In essence, to posit cases is to engage in ontological speculation regarding what is obdurately real but only partially and indirectly accessible through social science. Bringing a realist perspective to the case question deepens and enriches the dialogue, clarifying some key issues while sweeping others aside.

cases are actual entities, reflecting their operations of real causal mechanism and process patterns;

case studies are interactive processes and are open to revisions and refinements; and

social phenomena are complex, contingent and context-specific.

Ragin (2013 , p. 532) concludes:

Lurking behind my discussion of negative case, populations, and possibility analysis is the implication that treating cases as members of given (and fixed) populations and seeking to infer the properties of populations may be a largely illusory exercise. While demographers have made good use of the concept of population, and continue to do so, it is not clear how much the utility of the concept extends beyond their domain. In case-oriented work, the notion of fixed populations of cases (observations) has much less analytic utility than simply “the set of relevant cases,” a grouping that must be specified or constructed by the researcher. The demarcation of this set, as the work of case-oriented researchers illustrates, is always tentative, fluid, and open to debate. It is only by casing social phenomena that social scientists perceive the homogeneity that allows analysis to proceed.

In summary, case studies are relevant and potentially compatible with a range of different epistemologies. Researchers’ ontological and epistemological positions will guide their choice of theory, methodologies and research techniques, as well as their research practices. The same applies to the choice of authors describing the research method and this choice should be coherent. We call this research alignment , an attribute that must be judged on the internal coherence of the author of a study, and not necessarily its evaluator. The following figure illustrates the interrelationship between the elements of a study necessary for an alignment ( Figure 1 ).

In addition to this broader aspect of the research as a whole, other factors should be part of the researcher’s concern, such as the rigor and quality of case studies. We will look into these in the next section taking into account their relevance to the different epistemologies.

4. Rigor and quality in case studies

Traditionally, at least in positivist studies, validity and reliability are the relevant quality criteria to judge research. Validity can be understood as external, internal and construct. External validity means identifying whether the findings of a study are generalizable to other studies using the logic of replication in multiple case studies. Internal validity may be established through the theoretical underpinning of existing relationships and it involves the use of protocols for the development and execution of case studies. Construct validity implies defining the operational measurement criteria to establish a chain of evidence, such as the use of multiple sources of evidence ( Eisenhardt, 1989 ; Yin, 2015 ). Reliability implies conducting other case studies, instead of just replicating results, to minimize the errors and bias of a study through case study protocols and the development of a case database ( Yin, 2015 ).

Several criticisms have been directed toward case studies, such as lack of rigor, lack of generalization potential, external validity and researcher bias. Case studies are often deemed to be unreliable because of a lack of rigor ( Seuring, 2008 ). Flyvbjerg (2006 , p. 219) addresses five misunderstandings about case-study research, and concludes that:

[…] a scientific discipline without a large number of thoroughly executed case studies is a discipline without systematic production of exemplars, and a discipline without exemplars is an ineffective one.

(Supplied material):
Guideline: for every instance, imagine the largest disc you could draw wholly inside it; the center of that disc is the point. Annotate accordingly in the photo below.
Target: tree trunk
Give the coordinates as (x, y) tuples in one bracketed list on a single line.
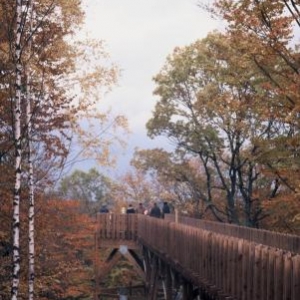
[(18, 153)]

(Problems to solve):
1. In the passage on case study research, what name do the authors give to the attribute judged on the internal coherence of a study's author?
2. Continue the passage on case study research from the point where it stops.
The material plays no part in this exercise.

(Answers to the exercise):
1. Research alignment.

2.
theoretical knowledge is more valuable than concrete, practical knowledge;

the case study cannot contribute to scientific development because it is not possible to generalize on the basis of an individual case;

the case study is more useful for generating rather than testing hypotheses;

the case study contains a tendency to confirm the researcher’s preconceived notions; and

it is difficult to summarize and develop general propositions and theories based on case studies.

These criticisms question the validity of the case study as a scientific method and should be corrected.

The critique of case studies is often framed from the standpoint of what Ragin (2000) labeled large-N research. The logic of small-N research, to which case studies belong, is different. Cases benefit from depth rather than breadth as they: provide theoretical and empirical knowledge; contribute to theory through propositions; serve not only to confirm knowledge, but also to challenge and overturn preconceived notions; and the difficulty in summarizing their conclusions is because of the complexity of the phenomena studies and not an intrinsic limitation of the method.

Thus, case studies do not seek large-scale generalizations as that is not their purpose. And yet, this is a limitation from a positivist perspective as there is an external reality to be “apprehended” and valid conclusions to be extracted for an entire population. If positivism is the epistemology of choice, the rigor of a case study can be demonstrated by detailing the criteria used for internal and external validity, construct validity and reliability ( Gibbert & Ruigrok, 2010 ; Gibbert, Ruigrok, & Wicki, 2008 ). An example can be seen in case studies in the area of information systems, where there is a predominant orientation of positivist approaches to this method ( Pozzebon & Freitas, 1998 ). In this area, rigor also involves the definition of a unit of analysis, type of research, number of cases, selection of sites, definition of data collection and analysis procedures, definition of the research protocol and writing a final report. Creswell (1998) presents a checklist for researchers to assess whether the study was well written, if it has reliability and validity and if it followed methodological protocols.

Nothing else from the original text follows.